Task objective:
Answer these questions from the passage about the Big Apple Inn below.
(a) How much does the pig ear sandwich cost?
(b) Where are all the beverages available for purchase found?
(c) Which bluesman lived in an apartment above the Big Apple?

Document:
* * * * *
Less than a quarter-mile away, thousands of mostly white and affluent

Mississippians gather under the stately oaks of the capitol grounds for the annual

Mississippi Book Festival, a celebration of Mississippi’s literary heritage. And while I

must admit that what brought me, a somewhat affluent white man, to Jackson on this

day is the Book Festival, what has kept me here to the present is a $1.50 pig ear

sandwich.


This ain’t my first rodeo. I know the deal. I keep my head down, walking quickly,

and carefully push through the narrow door into the Big Apple Inn. There’s a line

formed, three men along the wall to my left, and I make my way to the back while my

eyes adjust to the relative darkness. I stand between the unplugged jukebox filled with

Teddy Pendergrast and Barry White records and the Pepsi machine (where all

beverages available for purchase are to be found). The old stereo sitting against the

back wall in what constitutes the kitchen is playing Aretha Franklin’s “I Never Loved A

Man (The Way I Love)” and the ladies slinging chow are talking with the customers

ahead of me about how somebody had better wrap up Patti Labelle in bubble-wrap

because this Angel of Death ain’t playing with nobody, and they can’t handle losing

another diva for a little bit. If you squint, you can almost see famed bluesman Sonny

Boy Williamson sitting in the corner; he lived in an apartment above the Big Apple. You

can almost hear Medgar Evers holding court; his office while serving as the NAACP’s

Jackson field secretary was upstairs, as was Fannie Lou Hamer’s, and they often held

NAACP meetings in the restaurant below.
* * * * *
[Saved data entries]

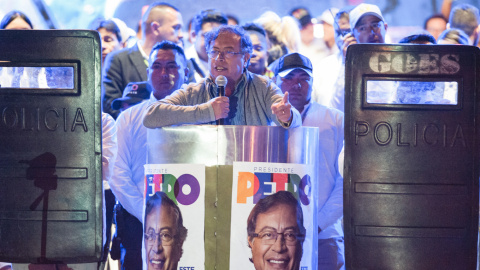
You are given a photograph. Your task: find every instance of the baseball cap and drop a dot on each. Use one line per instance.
(135, 92)
(364, 9)
(328, 16)
(290, 62)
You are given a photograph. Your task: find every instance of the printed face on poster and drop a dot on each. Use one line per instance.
(273, 224)
(173, 217)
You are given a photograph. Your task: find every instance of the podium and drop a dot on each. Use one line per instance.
(219, 148)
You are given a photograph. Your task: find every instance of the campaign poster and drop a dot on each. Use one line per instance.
(174, 217)
(273, 221)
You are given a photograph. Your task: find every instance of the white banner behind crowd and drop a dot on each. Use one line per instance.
(254, 183)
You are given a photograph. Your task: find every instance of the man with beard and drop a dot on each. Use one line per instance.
(249, 99)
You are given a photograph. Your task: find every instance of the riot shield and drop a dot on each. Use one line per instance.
(411, 156)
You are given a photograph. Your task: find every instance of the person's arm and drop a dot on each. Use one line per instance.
(122, 182)
(5, 266)
(112, 86)
(332, 210)
(282, 112)
(446, 8)
(183, 107)
(109, 145)
(338, 99)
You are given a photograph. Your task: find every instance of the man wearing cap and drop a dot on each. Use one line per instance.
(166, 72)
(249, 99)
(368, 26)
(134, 93)
(160, 22)
(327, 70)
(294, 75)
(315, 48)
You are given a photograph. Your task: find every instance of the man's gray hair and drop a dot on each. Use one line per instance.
(245, 41)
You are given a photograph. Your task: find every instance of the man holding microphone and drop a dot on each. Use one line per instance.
(249, 99)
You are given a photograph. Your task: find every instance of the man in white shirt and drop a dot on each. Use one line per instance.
(294, 75)
(368, 26)
(166, 72)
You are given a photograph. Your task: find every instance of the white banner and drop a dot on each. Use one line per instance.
(268, 197)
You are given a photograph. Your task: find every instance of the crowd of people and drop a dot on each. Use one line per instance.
(277, 73)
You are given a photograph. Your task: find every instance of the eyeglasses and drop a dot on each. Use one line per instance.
(343, 32)
(365, 28)
(270, 237)
(213, 54)
(168, 68)
(165, 237)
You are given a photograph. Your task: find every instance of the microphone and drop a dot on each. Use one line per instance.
(221, 81)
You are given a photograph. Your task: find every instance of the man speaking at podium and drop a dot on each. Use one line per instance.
(249, 99)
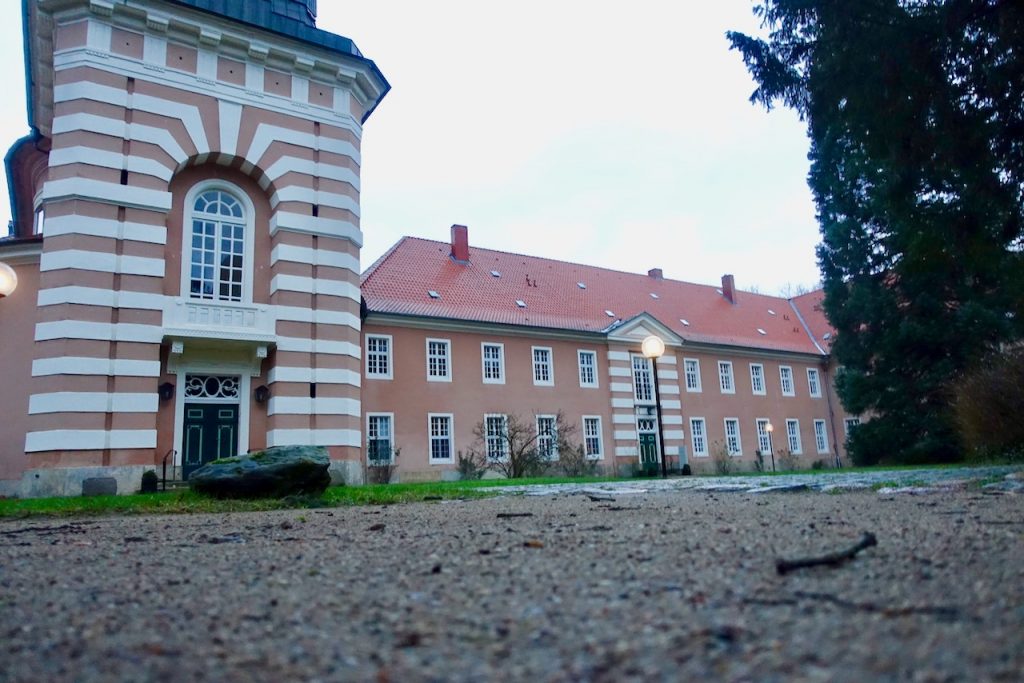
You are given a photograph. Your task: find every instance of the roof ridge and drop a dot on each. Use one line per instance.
(582, 265)
(381, 259)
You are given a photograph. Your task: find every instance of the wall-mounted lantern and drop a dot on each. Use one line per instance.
(8, 280)
(166, 391)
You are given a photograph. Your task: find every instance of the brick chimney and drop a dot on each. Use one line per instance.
(460, 243)
(729, 289)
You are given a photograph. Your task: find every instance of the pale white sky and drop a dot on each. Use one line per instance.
(609, 133)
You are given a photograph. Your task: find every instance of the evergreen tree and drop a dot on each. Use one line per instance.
(915, 117)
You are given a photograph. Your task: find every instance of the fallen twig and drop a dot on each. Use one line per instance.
(830, 559)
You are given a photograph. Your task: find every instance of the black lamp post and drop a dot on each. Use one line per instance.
(653, 348)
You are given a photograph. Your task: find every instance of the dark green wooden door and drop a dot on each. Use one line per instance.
(648, 450)
(211, 431)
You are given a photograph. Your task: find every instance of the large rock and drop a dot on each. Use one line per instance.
(284, 470)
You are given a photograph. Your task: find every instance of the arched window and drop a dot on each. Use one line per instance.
(215, 247)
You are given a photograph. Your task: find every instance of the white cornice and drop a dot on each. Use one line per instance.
(222, 35)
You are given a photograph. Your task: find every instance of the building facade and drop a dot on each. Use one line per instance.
(457, 339)
(186, 239)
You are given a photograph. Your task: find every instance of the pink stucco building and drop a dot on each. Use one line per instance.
(186, 237)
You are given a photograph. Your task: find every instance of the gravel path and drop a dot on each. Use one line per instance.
(676, 585)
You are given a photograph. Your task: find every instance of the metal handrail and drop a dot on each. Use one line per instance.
(170, 454)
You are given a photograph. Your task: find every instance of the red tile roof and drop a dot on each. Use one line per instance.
(398, 283)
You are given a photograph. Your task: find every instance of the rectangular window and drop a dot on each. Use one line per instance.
(785, 379)
(496, 430)
(813, 385)
(764, 438)
(494, 363)
(643, 387)
(725, 377)
(820, 436)
(758, 379)
(851, 424)
(692, 372)
(440, 437)
(379, 443)
(379, 356)
(543, 372)
(732, 444)
(793, 432)
(438, 360)
(588, 369)
(698, 432)
(592, 437)
(547, 437)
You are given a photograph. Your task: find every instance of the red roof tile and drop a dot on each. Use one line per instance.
(398, 283)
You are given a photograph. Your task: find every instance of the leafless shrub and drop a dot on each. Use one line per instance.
(511, 445)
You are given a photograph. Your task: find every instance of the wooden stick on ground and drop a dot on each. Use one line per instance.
(832, 559)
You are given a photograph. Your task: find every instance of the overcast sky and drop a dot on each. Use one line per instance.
(608, 133)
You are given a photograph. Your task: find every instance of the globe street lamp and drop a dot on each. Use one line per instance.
(8, 280)
(653, 348)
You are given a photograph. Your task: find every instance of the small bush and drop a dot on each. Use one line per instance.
(786, 461)
(574, 463)
(471, 467)
(382, 470)
(150, 482)
(724, 463)
(988, 406)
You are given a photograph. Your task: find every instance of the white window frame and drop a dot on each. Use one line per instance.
(389, 357)
(599, 436)
(594, 383)
(814, 386)
(431, 437)
(754, 388)
(553, 456)
(501, 363)
(648, 372)
(794, 440)
(695, 388)
(764, 436)
(727, 367)
(446, 377)
(539, 366)
(248, 241)
(849, 424)
(738, 452)
(390, 419)
(698, 436)
(821, 436)
(782, 371)
(502, 438)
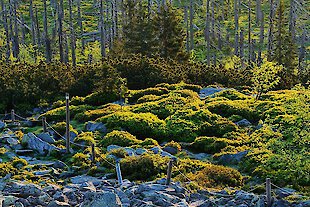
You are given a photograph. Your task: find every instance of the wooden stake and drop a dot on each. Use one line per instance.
(44, 124)
(12, 115)
(67, 124)
(119, 173)
(268, 192)
(169, 171)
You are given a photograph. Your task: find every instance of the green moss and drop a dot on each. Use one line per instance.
(142, 125)
(120, 138)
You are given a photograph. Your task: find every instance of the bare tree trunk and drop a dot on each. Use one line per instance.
(37, 27)
(236, 11)
(208, 32)
(102, 32)
(72, 41)
(191, 24)
(261, 40)
(186, 25)
(249, 32)
(270, 32)
(6, 29)
(48, 52)
(15, 37)
(60, 32)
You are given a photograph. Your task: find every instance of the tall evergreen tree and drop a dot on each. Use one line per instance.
(285, 50)
(171, 36)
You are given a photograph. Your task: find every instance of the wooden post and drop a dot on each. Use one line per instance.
(67, 124)
(12, 115)
(44, 124)
(119, 173)
(93, 155)
(268, 192)
(169, 171)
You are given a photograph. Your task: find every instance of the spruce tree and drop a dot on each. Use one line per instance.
(139, 31)
(285, 50)
(171, 37)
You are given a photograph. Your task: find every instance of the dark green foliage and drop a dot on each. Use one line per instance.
(142, 125)
(120, 138)
(145, 167)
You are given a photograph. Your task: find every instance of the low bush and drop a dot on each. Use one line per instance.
(217, 176)
(85, 138)
(218, 128)
(120, 138)
(210, 145)
(136, 94)
(229, 108)
(145, 167)
(142, 125)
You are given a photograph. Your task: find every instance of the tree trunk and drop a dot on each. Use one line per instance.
(236, 11)
(261, 40)
(102, 32)
(72, 41)
(270, 32)
(191, 24)
(48, 52)
(208, 32)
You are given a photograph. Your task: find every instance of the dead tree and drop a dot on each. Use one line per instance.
(72, 35)
(48, 52)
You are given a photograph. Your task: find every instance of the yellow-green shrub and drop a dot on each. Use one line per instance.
(142, 125)
(120, 138)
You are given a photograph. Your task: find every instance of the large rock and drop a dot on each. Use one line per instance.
(232, 158)
(96, 126)
(35, 143)
(46, 137)
(106, 199)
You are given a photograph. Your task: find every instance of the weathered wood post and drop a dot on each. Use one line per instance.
(119, 173)
(169, 171)
(67, 124)
(93, 155)
(12, 115)
(268, 192)
(44, 124)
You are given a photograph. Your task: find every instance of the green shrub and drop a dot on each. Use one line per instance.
(232, 94)
(229, 108)
(97, 113)
(218, 128)
(81, 160)
(3, 150)
(181, 130)
(142, 125)
(59, 114)
(149, 98)
(144, 167)
(175, 145)
(6, 168)
(217, 176)
(209, 145)
(100, 98)
(119, 153)
(19, 162)
(60, 127)
(136, 94)
(149, 142)
(120, 138)
(86, 138)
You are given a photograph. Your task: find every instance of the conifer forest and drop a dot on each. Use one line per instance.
(155, 103)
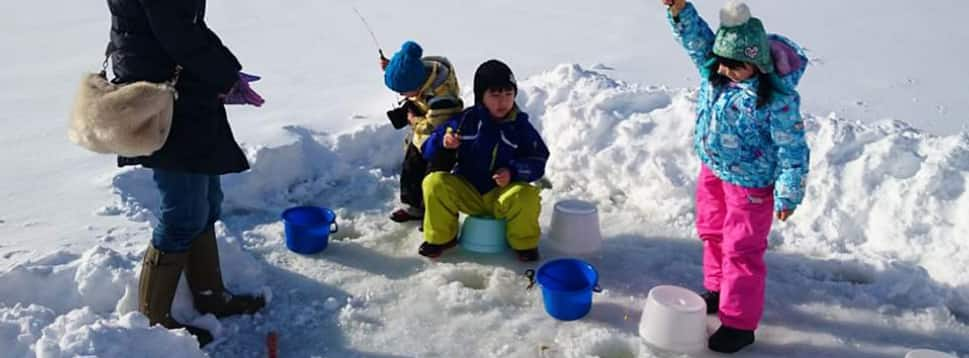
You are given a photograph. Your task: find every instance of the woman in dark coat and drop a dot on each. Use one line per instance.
(156, 41)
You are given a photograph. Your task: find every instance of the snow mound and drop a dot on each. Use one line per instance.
(875, 251)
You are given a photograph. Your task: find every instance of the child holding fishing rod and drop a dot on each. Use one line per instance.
(431, 94)
(751, 141)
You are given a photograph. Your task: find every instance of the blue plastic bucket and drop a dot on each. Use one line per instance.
(483, 235)
(308, 228)
(567, 287)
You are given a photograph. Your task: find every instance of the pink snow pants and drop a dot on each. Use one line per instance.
(734, 222)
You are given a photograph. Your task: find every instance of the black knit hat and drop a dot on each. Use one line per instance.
(493, 75)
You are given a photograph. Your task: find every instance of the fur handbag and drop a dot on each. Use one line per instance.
(130, 120)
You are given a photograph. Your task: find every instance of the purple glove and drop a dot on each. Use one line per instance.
(241, 93)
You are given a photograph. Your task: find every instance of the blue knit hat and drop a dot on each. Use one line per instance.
(406, 71)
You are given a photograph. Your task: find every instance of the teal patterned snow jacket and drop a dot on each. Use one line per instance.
(745, 145)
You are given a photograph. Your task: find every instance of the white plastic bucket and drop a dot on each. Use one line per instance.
(674, 319)
(575, 228)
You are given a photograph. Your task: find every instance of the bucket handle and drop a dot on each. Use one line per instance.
(530, 274)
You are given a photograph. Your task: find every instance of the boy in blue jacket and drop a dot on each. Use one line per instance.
(482, 162)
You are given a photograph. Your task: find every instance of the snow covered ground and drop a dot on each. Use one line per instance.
(871, 266)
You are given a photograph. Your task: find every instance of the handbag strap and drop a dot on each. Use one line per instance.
(107, 57)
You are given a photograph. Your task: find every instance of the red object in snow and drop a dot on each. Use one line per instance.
(272, 343)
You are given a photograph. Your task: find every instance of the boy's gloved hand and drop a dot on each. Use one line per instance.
(783, 215)
(675, 6)
(451, 140)
(502, 177)
(242, 93)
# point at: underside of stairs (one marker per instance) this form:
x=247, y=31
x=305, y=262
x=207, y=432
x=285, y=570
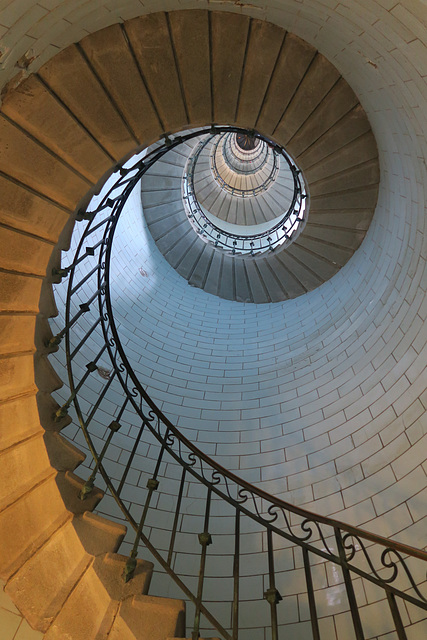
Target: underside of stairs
x=63, y=130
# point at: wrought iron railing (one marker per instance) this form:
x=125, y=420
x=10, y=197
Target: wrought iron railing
x=266, y=175
x=278, y=233
x=200, y=521
x=244, y=162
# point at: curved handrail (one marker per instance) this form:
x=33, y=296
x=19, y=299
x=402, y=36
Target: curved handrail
x=343, y=544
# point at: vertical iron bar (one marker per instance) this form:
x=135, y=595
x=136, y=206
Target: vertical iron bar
x=205, y=539
x=83, y=340
x=272, y=595
x=83, y=280
x=175, y=521
x=236, y=570
x=100, y=399
x=310, y=591
x=130, y=460
x=357, y=624
x=401, y=633
x=152, y=484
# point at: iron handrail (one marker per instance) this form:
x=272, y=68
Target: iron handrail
x=280, y=232
x=343, y=545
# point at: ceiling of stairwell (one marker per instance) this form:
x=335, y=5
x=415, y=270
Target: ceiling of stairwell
x=324, y=128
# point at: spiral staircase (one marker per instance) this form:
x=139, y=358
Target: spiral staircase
x=64, y=129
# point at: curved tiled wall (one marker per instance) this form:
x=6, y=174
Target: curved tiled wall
x=365, y=330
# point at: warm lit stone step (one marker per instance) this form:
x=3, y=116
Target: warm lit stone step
x=89, y=612
x=149, y=618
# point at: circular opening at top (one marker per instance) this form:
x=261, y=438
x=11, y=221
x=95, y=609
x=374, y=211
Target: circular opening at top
x=246, y=142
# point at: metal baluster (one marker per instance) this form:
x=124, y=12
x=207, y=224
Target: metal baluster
x=401, y=633
x=272, y=595
x=236, y=570
x=205, y=540
x=175, y=520
x=91, y=367
x=84, y=308
x=130, y=460
x=310, y=592
x=100, y=399
x=152, y=485
x=87, y=276
x=357, y=624
x=114, y=426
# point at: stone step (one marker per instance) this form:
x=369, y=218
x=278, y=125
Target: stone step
x=149, y=618
x=90, y=610
x=52, y=572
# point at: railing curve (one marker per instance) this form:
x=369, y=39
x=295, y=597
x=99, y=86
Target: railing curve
x=280, y=232
x=396, y=570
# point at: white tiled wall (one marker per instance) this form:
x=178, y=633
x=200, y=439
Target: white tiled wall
x=321, y=400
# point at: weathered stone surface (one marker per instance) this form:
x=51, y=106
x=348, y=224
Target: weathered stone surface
x=113, y=61
x=229, y=36
x=16, y=376
x=52, y=572
x=26, y=161
x=28, y=522
x=149, y=617
x=72, y=80
x=292, y=64
x=16, y=334
x=190, y=36
x=319, y=79
x=19, y=419
x=150, y=40
x=74, y=145
x=265, y=40
x=23, y=209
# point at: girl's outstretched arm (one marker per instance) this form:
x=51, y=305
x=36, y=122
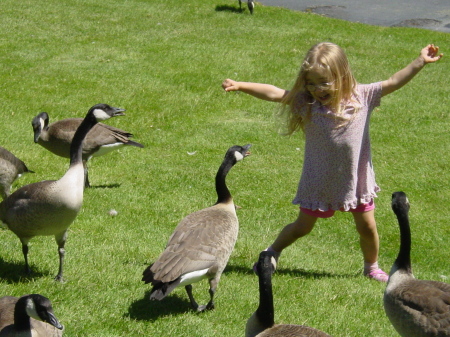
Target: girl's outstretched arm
* * * * *
The solution:
(a) $1.50
(b) In the Pepsi machine
(c) Sonny Boy Williamson